[Te bestuderen tekst]

Elke persoon en bevalling is anders. De ene vrouw ervaart pijn anders dan de ander. Hoeveel pijn jij zult hebben, kan niemand voorspellen. Er zijn allerlei manieren om de pijn te verzachten. In veel gevallen kun je zelf al heel veel doen om de pijn op te vangen.
Baringspijn wordt veroorzaakt door weeën. Deze pijn komt in golven. Een wee is een samentrekking van de baarmoederspier. Een wee begint geleidelijk, je hebt een piek en dan zakt het weer weg. Meestal heb je dan een (aantal) minuten pauze en begint de volgende wee.
De meeste bevallingen beginnen met onregelmatige weeën. Na een tijdje worden de pauzes tussen de weeën korter en komt er steeds meer regelmaat in. De weeën worden dan krachtiger en doen meer pijn. Tot slot krijg je persweeën, die vooral vlak voor de geboorte erg pijnlijk kunnen zijn. Zodra je kindje geboren is, houden de weeën op.
Je lichaam reageert meteen op baringspijn door zelf pijnstillers aan te maken; de zogenaamde endorfines. Endorfine zorgt ervoor dat je minder pijn voelt. Veel vrouwen raken door deze lichamelijke pijnstillers tijdens de bevalling wat in zichzelf gekeerd.
Iedere vrouw ervaart pijn op een andere manier. Je concentreren op je ademhaling, kan helpen de pijn te verzachten. Het helpt je te ontspannen, zo kun je de weeën beter opvangen. Blijf dus rustig doorademen. Adem in door de neus, en adem dan langzaam uit door de mond.

[/Te bestuderen tekst]

◆ Opdracht A:
Geef bij elke uitspraak aan of die klopt met de tekst over baringspijn, met ja of nee en de woorden uit de tekst die de doorslag geven: (i) Baringspijn wordt veroorzaakt door weeën. (ii) De meeste bevallingen beginnen met regelmatige weeën. (iii) Na de geboorte van het kindje gaan de weeën nog een tijd door.
◆ Opdracht B:
Noem alle stappen die één enkele wee volgens de tekst over baringspijn doorloopt.
◆ Opdracht C:
Schrijf het stuk van de tekst over baringspijn letterlijk over tussen "Elke persoon en" en "de weeën op.", inclusief die woorden zelf.
De rijen hebben niets te maken met de tekst over baringspijn.

[Aangeleverde rijen]

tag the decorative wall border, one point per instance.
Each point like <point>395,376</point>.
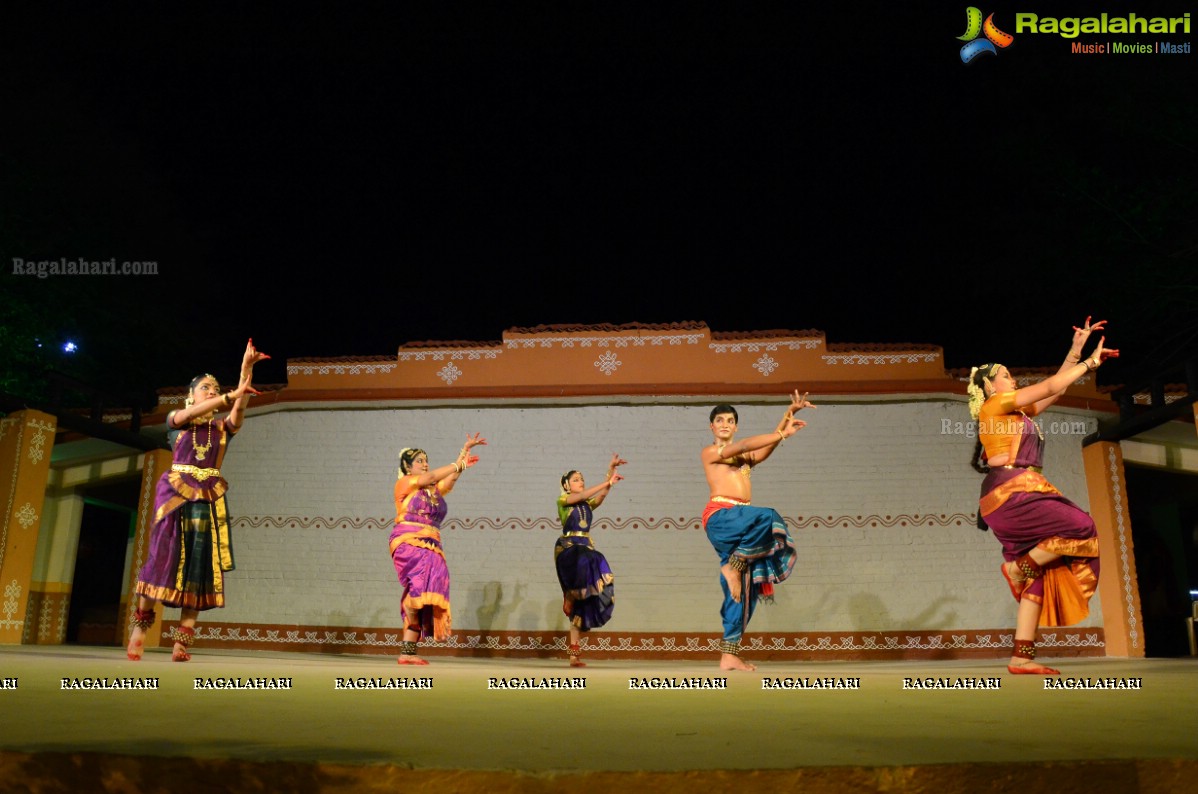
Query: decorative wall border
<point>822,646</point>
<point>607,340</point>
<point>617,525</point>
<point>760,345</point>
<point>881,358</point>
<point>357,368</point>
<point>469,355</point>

[/Aangeleverde rijen]

◆ Antwoordruimte A:
(i) Ja: "Baringspijn wordt veroorzaakt door weeën."
(ii) Nee: "De meeste bevallingen beginnen met onregelmatige weeën."
(iii) Nee: "Zodra je kindje geboren is, houden de weeën op."

◆ Antwoordruimte B:
De wee begint geleidelijk.
De wee bereikt een piek.
De wee zakt weer weg.

◆ Antwoordruimte C:
Elke persoon en bevalling is anders. De ene vrouw ervaart pijn anders dan de ander. Hoeveel pijn jij zult hebben, kan niemand voorspellen. Er zijn allerlei manieren om de pijn te verzachten. In veel gevallen kun je zelf al heel veel doen om de pijn op te vangen.
Baringspijn wordt veroorzaakt door weeën. Deze pijn komt in golven. Een wee is een samentrekking van de baarmoederspier. Een wee begint geleidelijk, je hebt een piek en dan zakt het weer weg. Meestal heb je dan een (aantal) minuten pauze en begint de volgende wee.
De meeste bevallingen beginnen met onregelmatige weeën. Na een tijdje worden de pauzes tussen de weeën korter en komt er steeds meer regelmaat in. De weeën worden dan krachtiger en doen meer pijn. Tot slot krijg je persweeën, die vooral vlak voor de geboorte erg pijnlijk kunnen zijn. Zodra je kindje geboren is, houden de weeën op.